Source data Block Start
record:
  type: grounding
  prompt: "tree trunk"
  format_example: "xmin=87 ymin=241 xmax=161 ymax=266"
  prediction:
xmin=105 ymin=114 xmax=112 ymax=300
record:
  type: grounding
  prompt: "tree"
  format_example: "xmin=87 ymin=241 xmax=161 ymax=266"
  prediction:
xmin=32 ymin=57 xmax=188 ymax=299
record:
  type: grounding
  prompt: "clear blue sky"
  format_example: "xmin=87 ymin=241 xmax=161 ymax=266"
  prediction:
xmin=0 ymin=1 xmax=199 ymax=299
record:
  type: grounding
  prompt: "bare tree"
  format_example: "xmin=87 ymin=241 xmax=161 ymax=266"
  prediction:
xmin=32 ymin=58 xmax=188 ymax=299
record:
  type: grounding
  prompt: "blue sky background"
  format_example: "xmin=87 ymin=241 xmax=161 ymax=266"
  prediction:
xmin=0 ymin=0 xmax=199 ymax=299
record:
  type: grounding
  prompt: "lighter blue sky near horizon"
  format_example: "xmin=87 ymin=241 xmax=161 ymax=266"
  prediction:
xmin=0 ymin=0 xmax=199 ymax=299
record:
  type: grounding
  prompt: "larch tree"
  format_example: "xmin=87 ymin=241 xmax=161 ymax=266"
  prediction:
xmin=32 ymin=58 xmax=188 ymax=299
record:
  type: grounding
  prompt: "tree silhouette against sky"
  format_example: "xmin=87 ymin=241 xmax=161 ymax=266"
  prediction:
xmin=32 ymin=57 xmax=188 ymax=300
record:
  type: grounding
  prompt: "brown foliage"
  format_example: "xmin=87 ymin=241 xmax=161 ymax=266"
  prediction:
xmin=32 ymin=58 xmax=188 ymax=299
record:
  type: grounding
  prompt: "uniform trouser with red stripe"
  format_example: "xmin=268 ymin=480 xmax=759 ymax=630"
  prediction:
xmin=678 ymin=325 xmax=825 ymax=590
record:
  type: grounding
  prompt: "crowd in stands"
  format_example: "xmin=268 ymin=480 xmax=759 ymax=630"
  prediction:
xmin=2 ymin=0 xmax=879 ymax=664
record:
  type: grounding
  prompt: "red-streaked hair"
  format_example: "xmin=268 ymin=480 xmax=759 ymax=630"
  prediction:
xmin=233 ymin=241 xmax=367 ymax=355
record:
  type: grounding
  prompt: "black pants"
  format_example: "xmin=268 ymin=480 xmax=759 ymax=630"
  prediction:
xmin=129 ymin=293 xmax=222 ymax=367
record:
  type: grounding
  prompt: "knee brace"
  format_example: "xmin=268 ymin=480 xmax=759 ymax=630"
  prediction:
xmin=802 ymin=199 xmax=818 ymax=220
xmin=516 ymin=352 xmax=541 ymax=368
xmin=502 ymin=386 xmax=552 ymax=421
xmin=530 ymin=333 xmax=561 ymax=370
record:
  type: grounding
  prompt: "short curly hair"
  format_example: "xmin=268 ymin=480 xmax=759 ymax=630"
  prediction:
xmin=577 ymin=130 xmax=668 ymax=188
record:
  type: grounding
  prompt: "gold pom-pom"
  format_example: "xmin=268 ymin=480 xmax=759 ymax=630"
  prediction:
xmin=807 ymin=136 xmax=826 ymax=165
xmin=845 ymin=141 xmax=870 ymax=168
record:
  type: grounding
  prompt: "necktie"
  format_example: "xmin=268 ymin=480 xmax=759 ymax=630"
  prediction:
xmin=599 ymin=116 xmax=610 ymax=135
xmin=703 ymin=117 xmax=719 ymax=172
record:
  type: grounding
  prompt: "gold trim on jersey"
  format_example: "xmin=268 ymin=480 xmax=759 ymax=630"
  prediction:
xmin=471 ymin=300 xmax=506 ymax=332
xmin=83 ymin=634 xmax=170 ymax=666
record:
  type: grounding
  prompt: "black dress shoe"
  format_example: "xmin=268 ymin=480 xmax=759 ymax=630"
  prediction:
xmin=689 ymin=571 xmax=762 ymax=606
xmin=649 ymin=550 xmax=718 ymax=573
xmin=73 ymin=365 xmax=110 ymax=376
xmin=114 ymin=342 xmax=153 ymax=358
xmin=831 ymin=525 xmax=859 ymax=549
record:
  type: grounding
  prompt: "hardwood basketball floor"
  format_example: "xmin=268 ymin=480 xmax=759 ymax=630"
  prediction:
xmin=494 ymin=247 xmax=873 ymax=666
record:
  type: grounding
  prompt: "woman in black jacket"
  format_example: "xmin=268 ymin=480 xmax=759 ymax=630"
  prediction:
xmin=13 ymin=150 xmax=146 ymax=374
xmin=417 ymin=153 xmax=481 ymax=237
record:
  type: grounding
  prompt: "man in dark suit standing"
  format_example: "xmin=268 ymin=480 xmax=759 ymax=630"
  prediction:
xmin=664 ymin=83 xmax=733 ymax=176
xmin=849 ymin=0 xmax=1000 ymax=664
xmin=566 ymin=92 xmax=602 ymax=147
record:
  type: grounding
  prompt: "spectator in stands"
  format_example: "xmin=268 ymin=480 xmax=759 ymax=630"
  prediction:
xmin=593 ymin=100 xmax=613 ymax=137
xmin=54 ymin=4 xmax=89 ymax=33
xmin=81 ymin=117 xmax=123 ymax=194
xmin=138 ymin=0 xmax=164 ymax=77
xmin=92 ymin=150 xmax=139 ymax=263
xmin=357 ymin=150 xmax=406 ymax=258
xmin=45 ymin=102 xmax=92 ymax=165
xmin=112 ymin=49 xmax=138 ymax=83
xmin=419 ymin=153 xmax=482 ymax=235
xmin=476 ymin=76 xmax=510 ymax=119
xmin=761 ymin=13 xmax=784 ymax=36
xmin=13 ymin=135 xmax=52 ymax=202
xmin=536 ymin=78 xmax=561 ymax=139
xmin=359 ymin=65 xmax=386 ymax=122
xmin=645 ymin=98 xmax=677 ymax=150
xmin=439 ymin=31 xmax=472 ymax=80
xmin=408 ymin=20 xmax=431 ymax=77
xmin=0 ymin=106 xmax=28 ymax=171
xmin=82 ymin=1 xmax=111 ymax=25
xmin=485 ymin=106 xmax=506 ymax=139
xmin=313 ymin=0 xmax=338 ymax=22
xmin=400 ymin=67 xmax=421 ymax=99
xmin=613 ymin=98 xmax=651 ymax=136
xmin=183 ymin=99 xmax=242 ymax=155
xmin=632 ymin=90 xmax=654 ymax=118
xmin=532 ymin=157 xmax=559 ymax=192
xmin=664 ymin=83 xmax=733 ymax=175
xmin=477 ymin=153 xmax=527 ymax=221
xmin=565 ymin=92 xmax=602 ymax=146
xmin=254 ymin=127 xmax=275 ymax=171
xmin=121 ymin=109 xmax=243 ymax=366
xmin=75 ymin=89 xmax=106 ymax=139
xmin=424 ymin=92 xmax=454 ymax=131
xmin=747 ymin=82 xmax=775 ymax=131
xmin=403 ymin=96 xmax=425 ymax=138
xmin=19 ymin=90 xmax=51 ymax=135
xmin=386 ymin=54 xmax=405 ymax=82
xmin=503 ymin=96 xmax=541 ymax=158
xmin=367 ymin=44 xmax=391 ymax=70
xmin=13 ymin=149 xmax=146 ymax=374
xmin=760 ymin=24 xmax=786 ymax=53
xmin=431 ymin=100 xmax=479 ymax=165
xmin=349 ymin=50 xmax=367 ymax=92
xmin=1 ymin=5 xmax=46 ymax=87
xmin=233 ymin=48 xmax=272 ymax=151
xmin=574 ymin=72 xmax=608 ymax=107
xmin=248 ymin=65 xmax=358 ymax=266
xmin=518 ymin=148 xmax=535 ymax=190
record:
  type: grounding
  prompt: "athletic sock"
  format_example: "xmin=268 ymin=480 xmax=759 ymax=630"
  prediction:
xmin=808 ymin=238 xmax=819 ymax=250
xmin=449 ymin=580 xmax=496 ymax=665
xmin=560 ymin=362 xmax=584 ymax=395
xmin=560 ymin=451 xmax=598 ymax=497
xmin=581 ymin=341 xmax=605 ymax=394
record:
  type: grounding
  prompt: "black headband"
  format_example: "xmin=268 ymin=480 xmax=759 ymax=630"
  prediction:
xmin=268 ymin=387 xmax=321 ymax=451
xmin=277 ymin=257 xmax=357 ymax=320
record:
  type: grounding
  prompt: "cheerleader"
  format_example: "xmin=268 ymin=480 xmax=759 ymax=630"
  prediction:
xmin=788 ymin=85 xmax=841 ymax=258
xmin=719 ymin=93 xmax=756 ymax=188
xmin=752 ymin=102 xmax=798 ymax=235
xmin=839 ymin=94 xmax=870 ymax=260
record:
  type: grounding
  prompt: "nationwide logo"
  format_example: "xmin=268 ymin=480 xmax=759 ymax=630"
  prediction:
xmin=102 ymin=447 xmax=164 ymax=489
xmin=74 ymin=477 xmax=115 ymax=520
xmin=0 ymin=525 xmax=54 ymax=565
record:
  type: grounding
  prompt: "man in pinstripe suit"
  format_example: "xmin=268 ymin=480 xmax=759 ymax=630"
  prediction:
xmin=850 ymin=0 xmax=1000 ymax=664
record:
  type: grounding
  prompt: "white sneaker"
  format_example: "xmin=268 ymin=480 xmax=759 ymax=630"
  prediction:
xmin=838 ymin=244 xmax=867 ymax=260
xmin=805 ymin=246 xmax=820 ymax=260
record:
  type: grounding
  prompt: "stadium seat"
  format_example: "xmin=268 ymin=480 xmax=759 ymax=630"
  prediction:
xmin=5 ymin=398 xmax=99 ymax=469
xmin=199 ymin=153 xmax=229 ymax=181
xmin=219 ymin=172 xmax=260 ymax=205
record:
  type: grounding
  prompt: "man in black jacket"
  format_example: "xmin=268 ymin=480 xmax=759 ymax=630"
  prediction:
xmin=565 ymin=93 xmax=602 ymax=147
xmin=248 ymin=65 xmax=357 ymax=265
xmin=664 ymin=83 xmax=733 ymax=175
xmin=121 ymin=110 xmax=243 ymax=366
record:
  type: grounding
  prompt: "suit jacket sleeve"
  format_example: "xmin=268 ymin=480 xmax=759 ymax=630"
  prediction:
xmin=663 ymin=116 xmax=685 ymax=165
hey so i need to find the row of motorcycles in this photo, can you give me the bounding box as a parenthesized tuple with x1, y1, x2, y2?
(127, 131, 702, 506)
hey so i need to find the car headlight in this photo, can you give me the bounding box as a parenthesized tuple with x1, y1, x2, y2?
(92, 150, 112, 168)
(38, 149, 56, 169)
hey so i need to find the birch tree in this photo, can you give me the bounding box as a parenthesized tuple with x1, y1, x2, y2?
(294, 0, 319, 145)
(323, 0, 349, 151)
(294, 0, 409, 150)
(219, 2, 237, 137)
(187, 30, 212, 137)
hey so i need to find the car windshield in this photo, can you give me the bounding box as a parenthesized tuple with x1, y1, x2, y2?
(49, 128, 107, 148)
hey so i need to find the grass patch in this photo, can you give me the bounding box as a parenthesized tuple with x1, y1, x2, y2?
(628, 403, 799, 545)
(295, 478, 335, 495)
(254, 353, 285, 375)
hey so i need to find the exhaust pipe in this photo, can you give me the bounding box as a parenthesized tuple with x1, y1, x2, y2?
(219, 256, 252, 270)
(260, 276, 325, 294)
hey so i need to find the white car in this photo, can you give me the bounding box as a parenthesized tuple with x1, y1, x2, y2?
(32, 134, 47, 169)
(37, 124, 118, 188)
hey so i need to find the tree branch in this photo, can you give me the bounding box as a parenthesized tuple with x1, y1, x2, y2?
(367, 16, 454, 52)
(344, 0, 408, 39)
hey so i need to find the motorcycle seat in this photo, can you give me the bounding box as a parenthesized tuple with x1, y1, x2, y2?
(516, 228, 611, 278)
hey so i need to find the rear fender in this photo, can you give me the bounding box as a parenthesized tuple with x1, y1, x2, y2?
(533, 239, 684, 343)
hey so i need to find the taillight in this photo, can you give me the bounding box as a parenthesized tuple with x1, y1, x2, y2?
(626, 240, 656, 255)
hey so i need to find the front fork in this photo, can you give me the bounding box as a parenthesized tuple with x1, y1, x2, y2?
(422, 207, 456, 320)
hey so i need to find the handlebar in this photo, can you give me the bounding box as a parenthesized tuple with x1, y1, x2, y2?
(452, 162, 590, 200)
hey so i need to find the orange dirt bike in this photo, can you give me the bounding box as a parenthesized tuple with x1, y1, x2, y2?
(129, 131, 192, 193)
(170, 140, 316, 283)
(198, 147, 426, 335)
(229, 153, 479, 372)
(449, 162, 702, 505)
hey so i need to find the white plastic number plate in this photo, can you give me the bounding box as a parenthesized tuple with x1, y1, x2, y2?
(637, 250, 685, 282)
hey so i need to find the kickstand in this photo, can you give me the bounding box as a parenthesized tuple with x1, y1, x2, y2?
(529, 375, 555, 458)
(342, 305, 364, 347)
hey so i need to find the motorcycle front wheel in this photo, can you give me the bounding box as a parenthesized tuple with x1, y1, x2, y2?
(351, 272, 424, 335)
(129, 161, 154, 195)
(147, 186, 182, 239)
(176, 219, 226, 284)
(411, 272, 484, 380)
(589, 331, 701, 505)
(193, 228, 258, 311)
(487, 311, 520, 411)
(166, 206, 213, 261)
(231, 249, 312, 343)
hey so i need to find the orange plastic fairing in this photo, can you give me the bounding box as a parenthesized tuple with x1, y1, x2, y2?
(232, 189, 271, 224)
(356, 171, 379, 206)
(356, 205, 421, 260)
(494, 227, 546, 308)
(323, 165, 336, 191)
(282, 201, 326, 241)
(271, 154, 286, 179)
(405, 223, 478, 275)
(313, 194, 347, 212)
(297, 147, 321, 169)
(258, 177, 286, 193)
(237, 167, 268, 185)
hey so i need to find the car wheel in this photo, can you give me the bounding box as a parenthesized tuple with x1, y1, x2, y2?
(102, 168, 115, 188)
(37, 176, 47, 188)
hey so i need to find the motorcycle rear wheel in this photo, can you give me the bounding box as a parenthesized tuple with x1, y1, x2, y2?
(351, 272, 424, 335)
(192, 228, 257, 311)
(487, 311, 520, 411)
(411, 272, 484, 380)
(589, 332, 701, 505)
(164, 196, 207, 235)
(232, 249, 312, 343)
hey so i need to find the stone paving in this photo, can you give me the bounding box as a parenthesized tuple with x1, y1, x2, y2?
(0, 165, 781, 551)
Source data Block End
* **Problem to solve**: A single figure, the number of lines above with the word "black", is the whole answer.

* **Solution**: 5